> WHAT YOU NEED TO DO:
Recast the records below as a Markdown table with two columns, Number and Content. Each nonblank line gets its own numbered row, and blank lines are skipped.

> RAW RECORDS:
——

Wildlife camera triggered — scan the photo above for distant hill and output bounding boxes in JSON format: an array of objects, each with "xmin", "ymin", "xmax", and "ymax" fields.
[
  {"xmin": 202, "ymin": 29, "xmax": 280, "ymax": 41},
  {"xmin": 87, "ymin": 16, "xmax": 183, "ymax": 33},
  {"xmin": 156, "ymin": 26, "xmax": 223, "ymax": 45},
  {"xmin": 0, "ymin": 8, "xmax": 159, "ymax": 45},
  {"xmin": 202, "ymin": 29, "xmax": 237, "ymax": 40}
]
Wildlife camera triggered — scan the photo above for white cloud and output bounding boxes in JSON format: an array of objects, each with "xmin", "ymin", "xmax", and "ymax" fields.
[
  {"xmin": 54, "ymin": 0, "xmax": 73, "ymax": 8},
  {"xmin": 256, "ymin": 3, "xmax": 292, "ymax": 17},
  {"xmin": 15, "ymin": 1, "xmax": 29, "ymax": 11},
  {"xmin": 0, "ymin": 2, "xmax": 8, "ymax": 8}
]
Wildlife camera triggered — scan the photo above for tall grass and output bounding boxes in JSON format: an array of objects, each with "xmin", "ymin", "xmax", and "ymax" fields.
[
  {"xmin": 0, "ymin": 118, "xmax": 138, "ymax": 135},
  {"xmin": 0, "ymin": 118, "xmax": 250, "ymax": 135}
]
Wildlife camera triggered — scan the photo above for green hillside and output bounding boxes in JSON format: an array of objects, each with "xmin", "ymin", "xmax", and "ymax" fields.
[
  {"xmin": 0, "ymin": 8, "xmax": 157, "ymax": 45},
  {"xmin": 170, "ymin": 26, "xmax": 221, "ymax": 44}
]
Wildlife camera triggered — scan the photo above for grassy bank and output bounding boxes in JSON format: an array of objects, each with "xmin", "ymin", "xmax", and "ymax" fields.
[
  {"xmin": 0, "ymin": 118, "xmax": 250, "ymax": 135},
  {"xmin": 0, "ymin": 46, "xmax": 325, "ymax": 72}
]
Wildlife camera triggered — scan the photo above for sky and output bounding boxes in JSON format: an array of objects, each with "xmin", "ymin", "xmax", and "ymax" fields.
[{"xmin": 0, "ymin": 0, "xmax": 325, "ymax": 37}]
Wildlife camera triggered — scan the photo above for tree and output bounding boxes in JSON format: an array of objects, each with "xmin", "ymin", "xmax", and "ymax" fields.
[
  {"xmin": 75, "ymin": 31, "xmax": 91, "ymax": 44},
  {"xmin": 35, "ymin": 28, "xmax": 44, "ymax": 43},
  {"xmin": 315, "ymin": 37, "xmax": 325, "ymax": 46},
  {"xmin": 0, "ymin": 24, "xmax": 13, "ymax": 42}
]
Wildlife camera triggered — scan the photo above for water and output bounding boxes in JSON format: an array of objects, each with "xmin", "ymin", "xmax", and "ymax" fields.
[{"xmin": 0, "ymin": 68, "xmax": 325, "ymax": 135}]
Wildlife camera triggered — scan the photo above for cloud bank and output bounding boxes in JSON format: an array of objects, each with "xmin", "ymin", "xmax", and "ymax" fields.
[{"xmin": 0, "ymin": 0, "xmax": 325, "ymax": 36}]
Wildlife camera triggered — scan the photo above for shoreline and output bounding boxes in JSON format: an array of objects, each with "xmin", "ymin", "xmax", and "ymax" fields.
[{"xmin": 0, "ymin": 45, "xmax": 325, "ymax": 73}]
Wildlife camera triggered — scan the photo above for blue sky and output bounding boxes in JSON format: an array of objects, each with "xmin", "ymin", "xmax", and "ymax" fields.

——

> ANSWER TO THE PROBLEM:
| Number | Content |
|---|---|
| 1 | Wildlife camera triggered — scan the photo above for distant hill and output bounding boxes in JSON format: an array of objects, each with "xmin", "ymin", "xmax", and "ymax" fields. |
| 2 | [ |
| 3 |   {"xmin": 202, "ymin": 29, "xmax": 280, "ymax": 41}, |
| 4 |   {"xmin": 87, "ymin": 16, "xmax": 183, "ymax": 33}, |
| 5 |   {"xmin": 156, "ymin": 26, "xmax": 223, "ymax": 45}, |
| 6 |   {"xmin": 0, "ymin": 8, "xmax": 159, "ymax": 45}, |
| 7 |   {"xmin": 202, "ymin": 29, "xmax": 237, "ymax": 40} |
| 8 | ] |
| 9 | Wildlife camera triggered — scan the photo above for white cloud and output bounding boxes in JSON format: an array of objects, each with "xmin", "ymin", "xmax", and "ymax" fields. |
| 10 | [ |
| 11 |   {"xmin": 54, "ymin": 0, "xmax": 73, "ymax": 8}, |
| 12 |   {"xmin": 256, "ymin": 3, "xmax": 292, "ymax": 17}, |
| 13 |   {"xmin": 15, "ymin": 1, "xmax": 29, "ymax": 11}, |
| 14 |   {"xmin": 0, "ymin": 2, "xmax": 8, "ymax": 8} |
| 15 | ] |
| 16 | Wildlife camera triggered — scan the photo above for tall grass and output bounding boxes in JSON format: an array of objects, each with "xmin", "ymin", "xmax", and "ymax" fields. |
| 17 | [ |
| 18 |   {"xmin": 0, "ymin": 118, "xmax": 138, "ymax": 135}, |
| 19 |   {"xmin": 0, "ymin": 118, "xmax": 250, "ymax": 135} |
| 20 | ] |
| 21 | Wildlife camera triggered — scan the photo above for green hillside and output bounding boxes in JSON format: an array of objects, each with "xmin", "ymin", "xmax", and "ymax" fields. |
| 22 | [ |
| 23 |   {"xmin": 0, "ymin": 8, "xmax": 157, "ymax": 45}, |
| 24 |   {"xmin": 170, "ymin": 26, "xmax": 221, "ymax": 44} |
| 25 | ] |
| 26 | Wildlife camera triggered — scan the photo above for grassy bank and output bounding boxes in JSON format: an array of objects, each with "xmin", "ymin", "xmax", and "ymax" fields. |
| 27 | [ |
| 28 |   {"xmin": 0, "ymin": 118, "xmax": 250, "ymax": 135}, |
| 29 |   {"xmin": 0, "ymin": 46, "xmax": 325, "ymax": 72} |
| 30 | ] |
| 31 | Wildlife camera triggered — scan the photo above for sky and output bounding boxes in JSON format: an array of objects, each with "xmin", "ymin", "xmax", and "ymax" fields. |
| 32 | [{"xmin": 0, "ymin": 0, "xmax": 325, "ymax": 37}] |
| 33 | Wildlife camera triggered — scan the photo above for tree and output bounding boxes in JSON format: an array of objects, each with "xmin", "ymin", "xmax", and "ymax" fields. |
| 34 | [ |
| 35 |   {"xmin": 75, "ymin": 31, "xmax": 91, "ymax": 44}, |
| 36 |   {"xmin": 35, "ymin": 28, "xmax": 44, "ymax": 43}, |
| 37 |   {"xmin": 315, "ymin": 37, "xmax": 325, "ymax": 46}, |
| 38 |   {"xmin": 0, "ymin": 24, "xmax": 13, "ymax": 42} |
| 39 | ] |
| 40 | Wildlife camera triggered — scan the photo above for water and output bounding boxes in JSON format: an array of objects, each with "xmin", "ymin", "xmax", and "ymax" fields. |
| 41 | [{"xmin": 0, "ymin": 68, "xmax": 325, "ymax": 135}] |
| 42 | Wildlife camera triggered — scan the photo above for cloud bank and output bounding boxes in JSON format: an array of objects, each with "xmin", "ymin", "xmax", and "ymax" fields. |
| 43 | [{"xmin": 0, "ymin": 0, "xmax": 325, "ymax": 36}] |
| 44 | Wildlife camera triggered — scan the photo above for shoreline and output bounding boxes in JSON format: an array of objects, each with "xmin", "ymin", "xmax", and "ymax" fields. |
| 45 | [{"xmin": 0, "ymin": 45, "xmax": 325, "ymax": 73}] |
| 46 | Wildlife camera triggered — scan the photo above for blue sky and output bounding boxes in JSON format: an array of objects, each with "xmin", "ymin", "xmax", and "ymax" fields. |